### Records from a point-labeling set

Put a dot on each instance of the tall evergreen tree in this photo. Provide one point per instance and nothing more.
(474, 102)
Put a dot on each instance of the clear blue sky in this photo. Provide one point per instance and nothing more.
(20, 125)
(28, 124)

### Exercise prompt
Reproduce all of the records above verbatim, keeping each line as it stands.

### Response to this exercise
Put a dot on each instance of the tall evergreen tree in this photo. Provide one point per instance and nothing more.
(474, 102)
Put a dot on each instance of the clear blue sky in this photo. Provide one point per instance and nothing more.
(20, 125)
(28, 124)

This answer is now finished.